Stored data entries
────────────────

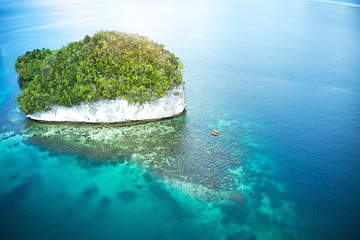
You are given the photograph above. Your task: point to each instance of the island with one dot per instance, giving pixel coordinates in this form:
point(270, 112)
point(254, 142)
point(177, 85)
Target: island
point(109, 77)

────────────────

▶ **Task**
Please repeat the data verbatim and leave the pictures out of your copy.

▶ **The completed task**
You are given the photograph above. Your task: point to each instance of the island with one dot per instance, giving pixel coordinates in this form:
point(270, 112)
point(254, 142)
point(177, 85)
Target: island
point(109, 77)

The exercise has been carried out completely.